PROBLEM DESCRIPTION
Copy out, line for line with no changes, the stretch of the entries from their first line through the line containing "pixel 209 72".

(Data items)

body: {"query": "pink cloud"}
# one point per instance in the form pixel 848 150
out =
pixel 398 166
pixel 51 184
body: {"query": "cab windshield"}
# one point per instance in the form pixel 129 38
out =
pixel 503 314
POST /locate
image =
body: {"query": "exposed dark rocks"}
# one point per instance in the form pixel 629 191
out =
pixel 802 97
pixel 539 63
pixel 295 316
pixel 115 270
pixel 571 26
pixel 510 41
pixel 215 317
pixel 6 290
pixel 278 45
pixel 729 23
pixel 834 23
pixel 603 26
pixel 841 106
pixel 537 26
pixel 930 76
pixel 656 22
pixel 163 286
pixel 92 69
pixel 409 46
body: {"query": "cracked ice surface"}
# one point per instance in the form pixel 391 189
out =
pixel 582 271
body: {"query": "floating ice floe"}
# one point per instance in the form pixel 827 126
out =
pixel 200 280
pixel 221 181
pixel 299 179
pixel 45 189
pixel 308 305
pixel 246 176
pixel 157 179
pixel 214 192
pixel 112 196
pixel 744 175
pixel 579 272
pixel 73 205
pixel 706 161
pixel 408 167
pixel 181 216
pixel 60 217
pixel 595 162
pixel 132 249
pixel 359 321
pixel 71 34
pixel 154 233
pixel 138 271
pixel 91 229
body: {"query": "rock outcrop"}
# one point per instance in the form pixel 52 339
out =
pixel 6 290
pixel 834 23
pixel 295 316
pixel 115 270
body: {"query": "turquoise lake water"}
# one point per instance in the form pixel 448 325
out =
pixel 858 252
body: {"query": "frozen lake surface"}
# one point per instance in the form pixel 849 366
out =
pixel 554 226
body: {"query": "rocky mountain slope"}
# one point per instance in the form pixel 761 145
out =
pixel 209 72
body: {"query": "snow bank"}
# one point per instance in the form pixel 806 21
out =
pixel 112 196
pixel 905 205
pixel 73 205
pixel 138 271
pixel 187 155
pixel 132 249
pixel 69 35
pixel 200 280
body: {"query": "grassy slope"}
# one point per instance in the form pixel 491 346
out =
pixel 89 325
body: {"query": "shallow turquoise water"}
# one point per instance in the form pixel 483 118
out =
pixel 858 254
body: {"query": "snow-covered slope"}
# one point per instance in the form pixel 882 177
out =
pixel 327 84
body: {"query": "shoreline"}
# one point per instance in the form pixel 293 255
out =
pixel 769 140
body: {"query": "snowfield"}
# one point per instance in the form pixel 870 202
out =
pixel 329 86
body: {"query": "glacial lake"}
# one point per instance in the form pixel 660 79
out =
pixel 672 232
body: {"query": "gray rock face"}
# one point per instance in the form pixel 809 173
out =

IN RESPONSE
body: {"query": "pink cloud"}
# one point per instance in the form pixel 848 150
out =
pixel 398 166
pixel 51 184
body: {"query": "cab windshield"}
# one point per instance in the form pixel 129 38
out =
pixel 503 314
POST /locate
image =
body: {"query": "exposed dark rocks"}
# one point per instance in the form pixel 629 191
out =
pixel 802 97
pixel 539 63
pixel 295 316
pixel 115 270
pixel 571 26
pixel 510 41
pixel 215 317
pixel 6 290
pixel 278 45
pixel 729 23
pixel 834 23
pixel 603 26
pixel 841 106
pixel 537 26
pixel 930 76
pixel 656 22
pixel 163 286
pixel 92 69
pixel 409 46
body: {"query": "cracked ice surface"}
# one point per instance in the form pixel 391 189
out =
pixel 582 271
body: {"query": "floating ice floe"}
# one point per instance in the form pixel 827 126
out =
pixel 200 280
pixel 221 181
pixel 299 179
pixel 45 189
pixel 308 305
pixel 246 176
pixel 157 179
pixel 214 192
pixel 112 196
pixel 744 175
pixel 579 272
pixel 73 205
pixel 706 161
pixel 408 167
pixel 181 216
pixel 60 217
pixel 595 162
pixel 132 249
pixel 359 321
pixel 71 34
pixel 154 233
pixel 138 271
pixel 91 229
body: {"query": "rock outcrop"}
# one point per instance in the form pixel 52 339
out =
pixel 6 290
pixel 834 23
pixel 295 316
pixel 115 270
body: {"query": "turquoise lake water"}
# one point per instance in the form pixel 448 325
out =
pixel 858 252
body: {"query": "frozen lake surface"}
# one point per instance in the form pixel 849 366
out =
pixel 554 226
body: {"query": "rocky mountain slope"}
# one point per instance in the form pixel 761 145
out =
pixel 209 72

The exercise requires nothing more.